▸ Written instruction 1
Translate the sentence "The novel ends with a whimper instead of a bang." from the review of Creeping Jenny into Spanish.
▸ Written instruction 2
Please copy the part of the review of Creeping Jenny between "Just like the" and "on my upbringing.", inclusive.

A Review of Jeff Noon’s “Creeping Jenny”
An Existential Mystery
I have always wondered what happened to Jeff Noon. Back in the ’90s, this UK writer was one of my favourites, turning out one of the best books ever written about virtual reality, Vurt, and a crackling sequel to Alice in Wonderland called Automated Alice. Then, he seemingly disappeared. His books started getting removed from the shelves of the local library. It was as though he had vanished into thin air. Well, it turns out that Noon is back, and this time he’s writing sci-fi mysteries as part of a series that centres around private eye protagonist John Nyquist. His third book in the series is the recently published Creeping Jenny. The great thing about this book is that you can dive right in — no need to read the preceding two novels. It’s a genuinely thrilling book that answers the question, “How would The Wicker Man have turned out if it had been written by Franz Kafka?”
Set in the winter of 1959 in an alternate reality of the UK, Creeping Jenny takes place in a small town on the moors called Hoxley-on-the-Hale. John Nyquist has been pulled to this burg thanks to a package of mysterious pictures that have been mailed to him, suggesting that his long-lost father is now residing in the village. The thing is, once he arrives, he discovered that a Saint rules each day in the village, giving the day a strange sort of nightmarish power — one Saint’s Day prevents people from speaking, while another forces villagers to spend the entire day in bed. It’s against this strange backdrop of religious ritual — one that includes a town resident dressing up as resident boogeyman the Tolly Man, a kind of collection of twigs and branches strung together into human form — that Nyquist must solve the mystery of what’s happened to his dad.
Just like the works of Kafka, Creeping Jenny is full of absurdities. It’s a weird book that gets weirder and weirder as it progresses, though without sacrificing its readability. However, Noon does paint himself into a corner with all the weirdness, and the final reveal — when it comes — is lacklustre and a disappointment. The novel ends with a whimper instead of a bang. At its best, the book is most successful in portraying small-town life as being bizarre, which — as someone who grew up in a small town can appreciate — is its most satisfying aspect. There’s a kind of running commentary about small towns being tough to escape from, which, again, is something that resonated with me based on my upbringing.

▸ Given data
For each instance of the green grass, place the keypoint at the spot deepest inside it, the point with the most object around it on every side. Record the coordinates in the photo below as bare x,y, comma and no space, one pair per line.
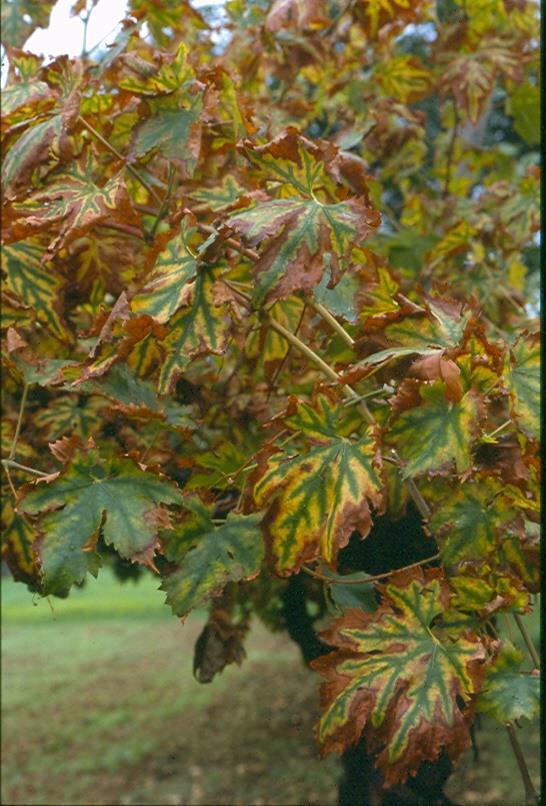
100,706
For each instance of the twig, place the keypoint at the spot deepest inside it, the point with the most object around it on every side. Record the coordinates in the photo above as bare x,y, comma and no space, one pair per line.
120,156
128,229
26,468
10,482
531,796
19,421
334,324
320,309
451,150
347,391
285,356
529,644
362,580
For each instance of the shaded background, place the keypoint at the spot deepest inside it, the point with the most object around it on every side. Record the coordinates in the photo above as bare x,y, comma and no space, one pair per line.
100,707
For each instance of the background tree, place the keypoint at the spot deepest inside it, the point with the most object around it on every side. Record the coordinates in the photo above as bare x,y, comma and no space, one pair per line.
269,316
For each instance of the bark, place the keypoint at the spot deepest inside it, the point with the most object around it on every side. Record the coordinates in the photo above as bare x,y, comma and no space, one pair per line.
361,784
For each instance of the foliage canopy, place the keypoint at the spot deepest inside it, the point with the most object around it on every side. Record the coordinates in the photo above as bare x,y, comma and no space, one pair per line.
270,273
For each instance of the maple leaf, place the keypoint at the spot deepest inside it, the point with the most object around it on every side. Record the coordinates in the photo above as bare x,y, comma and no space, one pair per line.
508,693
35,284
89,494
219,197
266,342
67,414
166,289
47,141
198,328
315,500
219,644
396,677
523,380
306,237
138,398
403,78
17,539
175,132
446,431
470,520
147,79
107,258
26,90
209,556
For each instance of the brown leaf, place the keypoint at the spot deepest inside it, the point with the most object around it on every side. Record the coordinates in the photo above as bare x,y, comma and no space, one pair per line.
219,644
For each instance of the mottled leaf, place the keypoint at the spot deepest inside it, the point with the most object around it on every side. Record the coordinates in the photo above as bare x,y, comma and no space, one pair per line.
523,376
507,692
469,520
115,494
398,678
35,283
198,328
209,556
316,499
446,431
168,286
73,204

▸ Full output 1
La novela termina con un gemido en lugar de un estallido.

▸ Full output 2
Just like the works of Kafka, Creeping Jenny is full of absurdities. It’s a weird book that gets weirder and weirder as it progresses, though without sacrificing its readability. However, Noon does paint himself into a corner with all the weirdness, and the final reveal — when it comes — is lacklustre and a disappointment. The novel ends with a whimper instead of a bang. At its best, the book is most successful in portraying small-town life as being bizarre, which — as someone who grew up in a small town can appreciate — is its most satisfying aspect. There’s a kind of running commentary about small towns being tough to escape from, which, again, is something that resonated with me based on my upbringing.